» EXTRACT TO READ:
_ _ _ _

I love Seattle. We moved here from the Midwest via New Zealand, and I couldn't be happier. There's no other way to put it: Seattle is gorgeous.
We have a huge working port, ship yards, and the Chittenden Locks to stoke small people's curious minds (and, you know, mine.) A volcano in the distance. Mountains all around. Beaches and playgrounds and parks for days.
Within walking distance of my house, there's a small intersection from which I can look east to the Cascade Mountains, west to the Olympic Mountains, and south to the Puget Sound. Who needs to choose between mountains and the sea? We have both!
Seattle boasts a lively music scene. And coffee shops. And child-friendly, dog-friendlier businesses. And the REI flagship store.
Within walking distance of my house, I have Secret Garden Books, my great independent book store:
And the Ballard Branch of the amazing Seattle Public Library:
Yeah, it has a "green roof!" Seattle is one of America's greenest cities. We recycle and compost and bike everywhere. We stay out of our cars whenever possible. We're building more greenways, working on better public transportation, and using smart energy.
Seattle's politics are great, too. Like every city, we have our problems, but it's a mostly live-and-let-live city. Socially, Seattle is super liberal. People keep their religion to themselves. I love all of these things.
I'm not saying Seattle is the best [insert accolade here] in the whole world. You might be happier somewhere else.
But when family begged us to come home, all I could think was, "We are home." We're working to ensure our family and our home are prepared for a massive earthquake, but in the mean time, we're living. And happy*.
*Except when I think about Kathryn Schulz's demonstrative earthquake exercise. Here, you can play along at home:
"Take your hands and hold them palms down, middle fingertips touching. Your right hand represents the North American tectonic plate, which bears on its back, among other things, our entire continent, from One World Trade Center to the Space Needle, in Seattle. Your left hand represents an oceanic plate called Juan de Fuca, ninety thousand square miles in size. The place where they meet is the Cascadia subduction zone. Now slide your left hand under your right one. That is what the Juan de Fuca plate is doing: slipping steadily beneath North America. When you try it, your right hand will slide up your left arm, as if you were pushing up your sleeve. That is what North America is not doing. It is stuck, wedged tight against the surface of the other plate.

_ _ _ _

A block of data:
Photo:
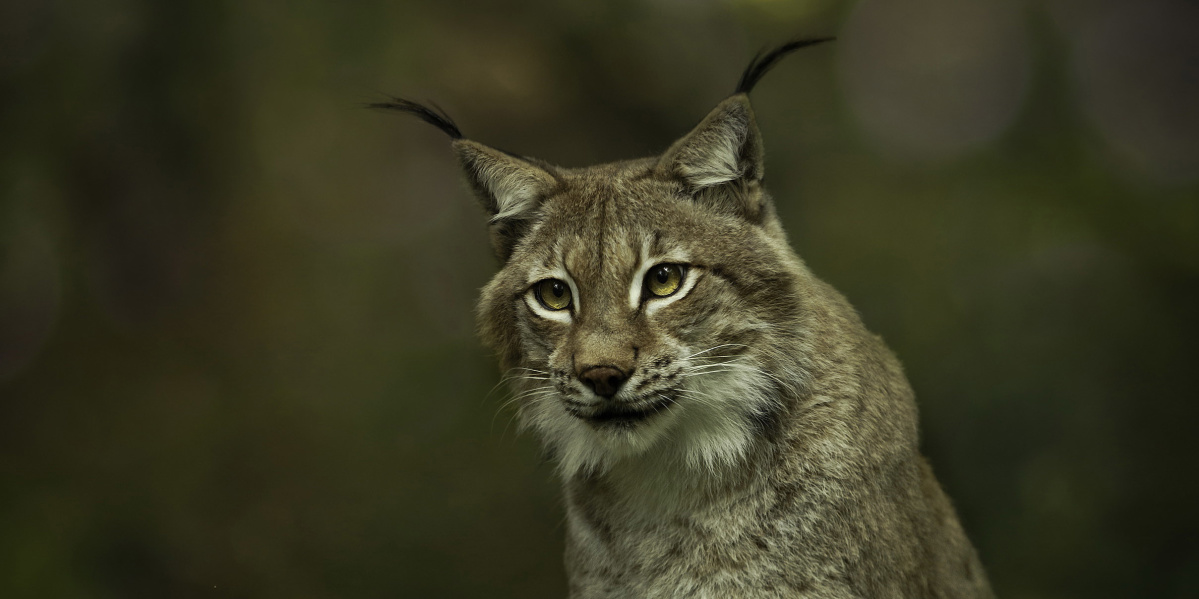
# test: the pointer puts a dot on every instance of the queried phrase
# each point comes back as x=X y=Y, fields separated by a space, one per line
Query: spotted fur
x=761 y=442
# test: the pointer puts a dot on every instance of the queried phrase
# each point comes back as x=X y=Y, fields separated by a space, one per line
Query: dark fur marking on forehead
x=434 y=115
x=764 y=62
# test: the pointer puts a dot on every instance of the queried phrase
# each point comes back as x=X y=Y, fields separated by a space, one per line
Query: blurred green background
x=236 y=350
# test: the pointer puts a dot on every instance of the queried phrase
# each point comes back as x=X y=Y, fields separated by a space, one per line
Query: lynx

_ _ _ _

» WHAT YOU HAVE TO DO:
Print the passage of the Seattle essay starting at "I love Seattle." and ending at "parks for days.", word for word. Work only from the Seattle essay.

» ANSWER TO THIS PROBLEM:
I love Seattle. We moved here from the Midwest via New Zealand, and I couldn't be happier. There's no other way to put it: Seattle is gorgeous.
We have a huge working port, ship yards, and the Chittenden Locks to stoke small people's curious minds (and, you know, mine.) A volcano in the distance. Mountains all around. Beaches and playgrounds and parks for days.